= Instructions to follow =
Please pull out every line in the data below that contains the string "Target", treating uppercase and lowercase as different.

[Pointing entries for labeled objects]
* * * * *

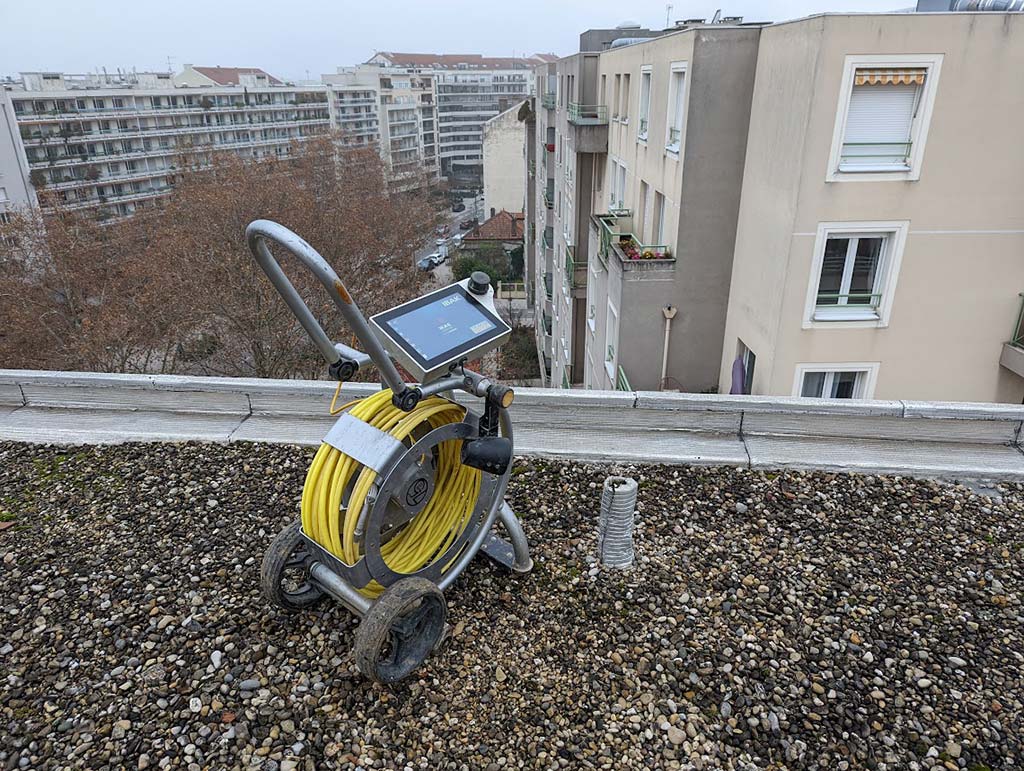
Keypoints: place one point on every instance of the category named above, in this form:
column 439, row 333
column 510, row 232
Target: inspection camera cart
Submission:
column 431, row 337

* * * * *

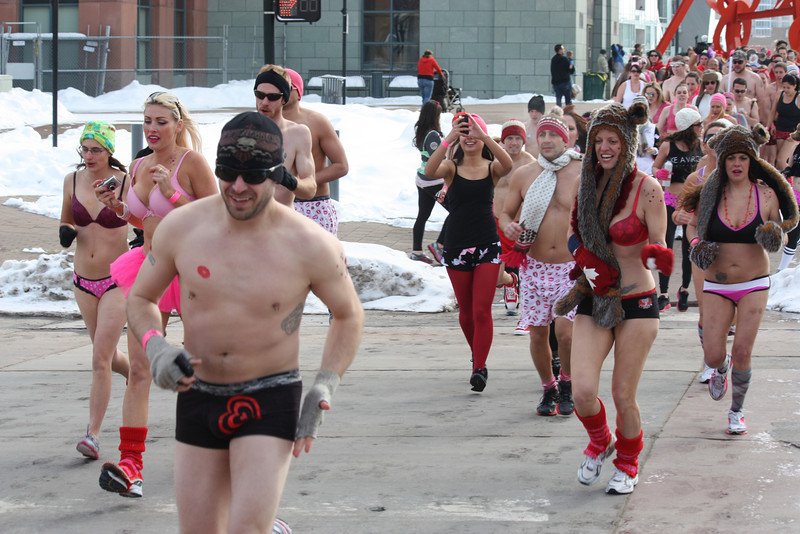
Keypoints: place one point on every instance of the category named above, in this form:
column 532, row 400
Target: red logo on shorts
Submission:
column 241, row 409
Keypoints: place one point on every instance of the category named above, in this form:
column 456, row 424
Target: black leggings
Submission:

* * * * *

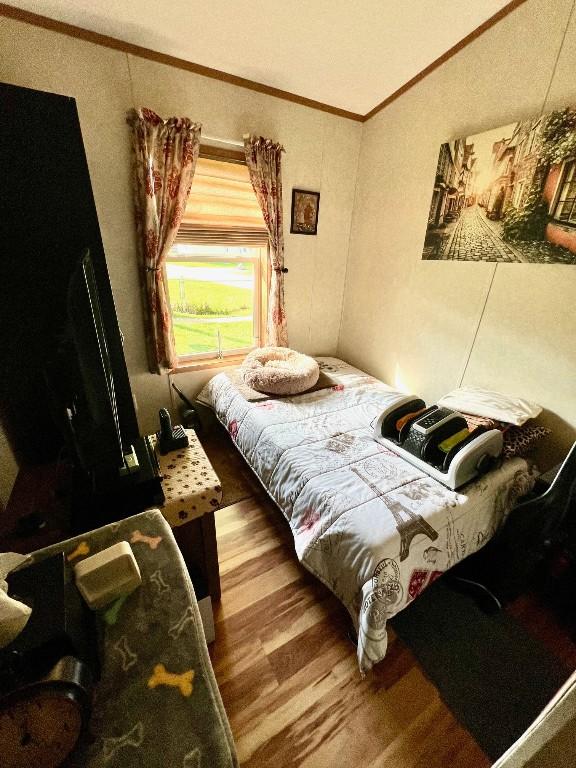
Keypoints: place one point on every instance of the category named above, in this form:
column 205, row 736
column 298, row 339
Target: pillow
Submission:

* * * * *

= Task response =
Target: inspection camera cart
Target: red logo on shorts
Target: black leggings
Target: pillow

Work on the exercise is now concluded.